LISTED ENTRIES:
^^^^
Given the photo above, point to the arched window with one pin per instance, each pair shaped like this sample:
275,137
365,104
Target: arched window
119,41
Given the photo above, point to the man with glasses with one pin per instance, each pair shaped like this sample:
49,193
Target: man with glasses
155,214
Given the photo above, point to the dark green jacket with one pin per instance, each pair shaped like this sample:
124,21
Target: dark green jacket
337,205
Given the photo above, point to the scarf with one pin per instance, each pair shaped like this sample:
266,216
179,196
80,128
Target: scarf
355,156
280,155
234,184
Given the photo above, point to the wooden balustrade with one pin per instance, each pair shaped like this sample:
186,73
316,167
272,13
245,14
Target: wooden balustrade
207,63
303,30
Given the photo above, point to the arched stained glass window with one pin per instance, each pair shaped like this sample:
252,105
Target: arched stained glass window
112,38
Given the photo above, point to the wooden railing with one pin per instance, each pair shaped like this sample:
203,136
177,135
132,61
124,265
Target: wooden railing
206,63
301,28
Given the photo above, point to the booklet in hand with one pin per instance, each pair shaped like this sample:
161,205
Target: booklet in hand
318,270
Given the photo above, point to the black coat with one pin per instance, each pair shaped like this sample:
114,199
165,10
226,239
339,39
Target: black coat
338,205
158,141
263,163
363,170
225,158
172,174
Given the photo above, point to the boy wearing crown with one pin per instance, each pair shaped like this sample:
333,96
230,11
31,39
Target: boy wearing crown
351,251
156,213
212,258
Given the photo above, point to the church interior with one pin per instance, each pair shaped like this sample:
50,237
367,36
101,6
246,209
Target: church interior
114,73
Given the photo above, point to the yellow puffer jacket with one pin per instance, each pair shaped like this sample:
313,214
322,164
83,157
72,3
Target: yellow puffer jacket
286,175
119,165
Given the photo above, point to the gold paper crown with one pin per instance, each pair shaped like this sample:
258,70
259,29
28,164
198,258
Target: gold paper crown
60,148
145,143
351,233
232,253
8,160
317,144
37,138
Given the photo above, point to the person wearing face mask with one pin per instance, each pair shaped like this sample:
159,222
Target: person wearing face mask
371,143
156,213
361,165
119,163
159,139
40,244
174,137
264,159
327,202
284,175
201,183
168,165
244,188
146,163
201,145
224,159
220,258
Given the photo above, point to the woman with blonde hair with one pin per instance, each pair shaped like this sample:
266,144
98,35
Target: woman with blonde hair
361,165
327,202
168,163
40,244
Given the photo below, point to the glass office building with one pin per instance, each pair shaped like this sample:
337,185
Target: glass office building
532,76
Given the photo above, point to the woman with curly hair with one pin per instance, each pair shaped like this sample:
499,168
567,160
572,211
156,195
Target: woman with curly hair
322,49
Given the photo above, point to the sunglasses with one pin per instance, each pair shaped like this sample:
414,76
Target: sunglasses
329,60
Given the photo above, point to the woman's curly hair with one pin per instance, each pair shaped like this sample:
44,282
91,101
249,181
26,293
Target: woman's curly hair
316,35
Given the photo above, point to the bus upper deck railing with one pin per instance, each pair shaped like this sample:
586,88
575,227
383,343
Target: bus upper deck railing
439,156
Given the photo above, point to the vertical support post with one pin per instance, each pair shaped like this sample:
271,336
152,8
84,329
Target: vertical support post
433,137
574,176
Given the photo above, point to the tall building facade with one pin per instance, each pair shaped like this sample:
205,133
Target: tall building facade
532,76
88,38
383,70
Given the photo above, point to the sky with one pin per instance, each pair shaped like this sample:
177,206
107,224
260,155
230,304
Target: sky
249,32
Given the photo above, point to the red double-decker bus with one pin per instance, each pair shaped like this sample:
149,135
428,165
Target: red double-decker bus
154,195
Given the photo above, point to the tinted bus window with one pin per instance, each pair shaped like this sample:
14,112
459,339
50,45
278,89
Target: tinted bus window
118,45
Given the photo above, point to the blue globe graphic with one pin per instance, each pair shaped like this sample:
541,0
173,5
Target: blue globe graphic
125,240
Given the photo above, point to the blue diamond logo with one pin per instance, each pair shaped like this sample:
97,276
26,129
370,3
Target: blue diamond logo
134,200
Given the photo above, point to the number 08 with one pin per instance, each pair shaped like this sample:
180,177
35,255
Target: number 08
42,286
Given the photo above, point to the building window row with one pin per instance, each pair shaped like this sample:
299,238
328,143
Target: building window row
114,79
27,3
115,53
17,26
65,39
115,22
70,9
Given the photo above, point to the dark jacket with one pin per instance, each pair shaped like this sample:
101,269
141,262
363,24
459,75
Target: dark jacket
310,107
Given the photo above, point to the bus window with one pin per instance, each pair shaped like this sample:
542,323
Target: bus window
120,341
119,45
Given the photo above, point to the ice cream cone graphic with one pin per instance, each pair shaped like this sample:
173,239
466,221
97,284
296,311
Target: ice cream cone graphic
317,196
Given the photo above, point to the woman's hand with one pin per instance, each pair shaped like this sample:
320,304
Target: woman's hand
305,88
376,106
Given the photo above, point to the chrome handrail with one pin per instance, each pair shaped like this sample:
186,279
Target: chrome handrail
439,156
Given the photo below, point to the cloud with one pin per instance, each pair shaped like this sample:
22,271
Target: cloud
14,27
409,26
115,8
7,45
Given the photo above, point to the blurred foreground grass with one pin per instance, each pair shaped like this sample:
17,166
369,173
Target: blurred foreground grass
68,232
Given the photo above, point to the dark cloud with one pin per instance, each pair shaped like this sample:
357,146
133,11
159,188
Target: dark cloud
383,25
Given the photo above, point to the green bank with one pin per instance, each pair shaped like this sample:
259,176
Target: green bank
^^^^
WHAT YOU SHOULD DO: The full listing above needs to be given again exactly.

WORKED SOLUTION:
Given the photo above, point to the arched window with one pin per instance, each pair shaped like this sample:
275,137
365,104
Target: arched window
119,41
Given the photo above, point to the man with glasses with one pin per instance, each pair shaped like this sample:
49,193
Target: man with glasses
155,214
Given the photo above, point to the dark green jacket with one pin per instance, each pair shaped like this sample:
124,21
Target: dark green jacket
337,205
Given the photo above, point to the scarf with one pin per instance, each pair shaped like this sample:
266,216
179,196
80,128
Target: scarf
355,156
280,155
234,184
Given the photo above, point to the wooden balustrade with one pin per instance, each pair shaped like this sample:
186,73
316,167
272,13
245,14
Target: wooden balustrade
207,63
303,30
Given the photo above, point to the arched stained glass window with one pin per instance, each pair shaped like this sample:
252,105
Target: arched stained glass window
112,38
Given the photo above, point to the wooden railing with one pin per instance, each pair shaped like this sample:
203,136
177,135
132,61
124,265
Target: wooden railing
206,63
301,28
Given the photo above, point to the booklet in hand with one pin per instance, each pair shaped like this sample:
161,205
Target: booklet in hand
318,270
Given the photo above, point to the black coat with one pin per instance, each pair shaped like this sample:
114,199
165,10
226,239
339,39
Target: black coat
338,205
158,141
263,163
363,170
225,158
172,174
Given the photo above, point to the boy wearing crown with one pin per instance, each pair shaped like this sample:
333,96
230,11
31,39
Target: boy wearing crown
351,251
156,213
212,258
Given the photo above, point to the church interior with one pin per instance, each pair shaped like this sample:
50,237
367,36
101,6
246,209
Target: church interior
114,73
Given the photo above, point to the yellow puffer jacket with one pin per instance, each pair shaped like this sample:
313,214
322,164
83,157
72,3
Target: yellow puffer jacket
286,175
119,165
Given the photo above, point to the gold paper crown with one pin per instance, each pair shaped like this sample:
258,70
259,29
28,164
198,258
Target: gold paper crown
60,148
145,143
351,233
232,253
8,160
317,144
37,138
Given the photo above, point to the person wearing face mask with one pin per instance, each pair shaped like this sample:
159,222
Target: person wearing face mask
371,143
156,213
361,165
119,163
159,139
40,244
174,137
264,159
327,202
284,175
201,183
168,165
244,188
146,163
201,145
224,159
220,258
Given the photo above, point to the woman with blonde hair with one pin per instance, each pair shaped like this sample:
266,144
98,35
Target: woman with blonde hair
361,165
327,202
168,163
40,244
Given the photo below, point to the glass office building with one pin per instance, each pair shaped like this sample:
337,185
Target: glass office building
532,76
Given the photo above, point to the woman with curly hair with one pin per instance, each pair shaped like this sample:
499,168
567,160
572,211
156,195
Target: woman with curly hair
322,49
Given the photo above, point to the sunglasses with one pin per instance, each pair shaped like this sample:
414,76
Target: sunglasses
329,60
Given the photo above, point to the woman's curly hair with one pin per instance, each pair shaped like this sample:
44,282
91,101
249,181
26,293
Target: woman's curly hair
316,35
Given the photo above, point to the bus upper deck railing with one pin per instance, each pair shaped like this sample:
586,88
575,227
383,343
Target: bus upper deck railing
439,156
Given the photo above, point to the vertical support post with one pin per instance, each pair shaped like this sample:
271,336
152,8
84,329
Target: vertical support post
433,137
574,176
Given the photo above, point to the tall building facade with one pin per instance, each pair shaped like this sample:
205,133
Target: tall building facade
532,76
88,38
383,70
Given the photo above, point to the sky with one pin per instance, each pair shaped like this sample:
177,206
107,224
260,155
230,304
Target: sky
249,32
Given the photo above, point to the red double-decker bus with one pin per instance, each pair shaped like this sample:
149,135
428,165
Target: red double-decker bus
154,195
Given the photo above, point to the tinted bus window with one pin per instance, each pair shaped like this sample:
14,112
459,339
50,45
278,89
Target: tinted bus window
118,45
Given the photo above, point to the blue globe graphic with one pin per instance, each pair shaped like this sample:
541,0
173,5
Target: blue globe graphic
125,240
Given the photo above, point to the blue diamond logo with one pin per instance, each pair shaped like this sample:
97,276
26,129
370,3
Target: blue diamond logo
134,200
Given the photo above, point to the number 08 with one pin per instance, each pair shaped like this sample:
180,177
35,255
Target: number 08
42,286
Given the photo above, point to the building window row with one pin per instance, each pair shaped like this sample:
299,238
328,143
Target: building window row
114,79
27,3
115,53
17,26
65,39
115,22
70,9
Given the photo above, point to the dark jacket with one pin per instance, each pair shaped like this sample:
101,269
141,262
363,24
459,75
Target: dark jacket
310,107
Given the photo above, point to the bus window with one pin per instance, each pair shaped like this sample:
542,323
Target: bus window
120,341
119,45
Given the photo above, point to the ice cream cone graphic with one pin per instance, each pair shaped like this sample:
173,239
466,221
97,284
296,311
Target: ice cream cone graphic
317,196
Given the photo above, point to the woman's hand with one pin per instance, each pair shaped like this sample:
320,304
Target: woman's hand
305,88
376,106
Given the photo above, point to the chrome handrail with one pin per instance, each pair shaped like this sample:
186,279
Target: chrome handrail
439,156
Given the photo below, point to the cloud with one pin per instance, each pair shaped like this sample:
22,271
Target: cloud
14,27
409,26
115,8
7,45
Given the photo above, point to the blurred foreground grass with one pin per instance, each pair shaped like this sample:
17,166
369,173
Target: blurred foreground grass
68,232
Given the photo above, point to the dark cloud with one pin per instance, each pair shaped like this sample:
357,146
133,11
159,188
Target: dark cloud
383,25
Given the photo above, point to the green bank with one pin per instance, each pair shaped like this sample:
259,176
Target: green bank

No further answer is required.